> [To do] Copy the stretch of items from the line containing "Every instance of the female" through the end of the items, requests included, and shift every x and y coordinate in the answers up by 54.

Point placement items
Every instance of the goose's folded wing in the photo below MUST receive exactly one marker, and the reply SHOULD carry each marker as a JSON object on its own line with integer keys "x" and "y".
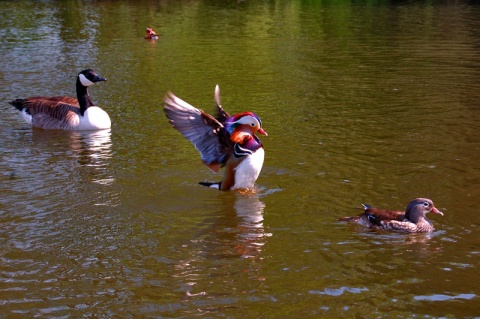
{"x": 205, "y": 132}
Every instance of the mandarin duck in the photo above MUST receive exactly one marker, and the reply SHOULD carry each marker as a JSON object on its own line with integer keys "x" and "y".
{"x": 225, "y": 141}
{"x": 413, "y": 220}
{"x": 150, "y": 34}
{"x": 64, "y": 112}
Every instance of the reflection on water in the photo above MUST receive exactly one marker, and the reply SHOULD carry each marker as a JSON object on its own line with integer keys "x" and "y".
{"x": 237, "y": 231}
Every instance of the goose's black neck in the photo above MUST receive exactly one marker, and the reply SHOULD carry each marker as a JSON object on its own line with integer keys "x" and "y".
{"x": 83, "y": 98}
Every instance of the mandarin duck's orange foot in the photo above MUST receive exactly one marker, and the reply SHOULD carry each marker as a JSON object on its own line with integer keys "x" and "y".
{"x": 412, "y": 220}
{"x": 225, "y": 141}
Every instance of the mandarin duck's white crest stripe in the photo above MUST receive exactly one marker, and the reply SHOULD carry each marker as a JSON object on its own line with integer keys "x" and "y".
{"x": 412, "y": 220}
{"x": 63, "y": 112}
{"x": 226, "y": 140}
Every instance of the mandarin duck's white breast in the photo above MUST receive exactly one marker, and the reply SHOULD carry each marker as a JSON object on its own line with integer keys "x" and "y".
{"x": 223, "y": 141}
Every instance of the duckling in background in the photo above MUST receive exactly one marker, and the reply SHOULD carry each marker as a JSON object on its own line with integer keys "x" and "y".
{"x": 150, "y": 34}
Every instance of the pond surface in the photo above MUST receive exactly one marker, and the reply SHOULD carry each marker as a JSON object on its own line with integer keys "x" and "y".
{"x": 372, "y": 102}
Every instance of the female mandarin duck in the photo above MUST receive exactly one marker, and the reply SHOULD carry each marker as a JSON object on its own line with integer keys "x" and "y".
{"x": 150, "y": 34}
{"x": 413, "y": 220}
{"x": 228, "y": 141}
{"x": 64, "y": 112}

> [Solution to the exercise]
Every instance of the female mandarin duck in the photo above MUST receive exactly one marker, and the reply SHOULD carry each marker as a JSON object on its own line with integer keys "x" and "y".
{"x": 204, "y": 88}
{"x": 467, "y": 274}
{"x": 282, "y": 195}
{"x": 118, "y": 166}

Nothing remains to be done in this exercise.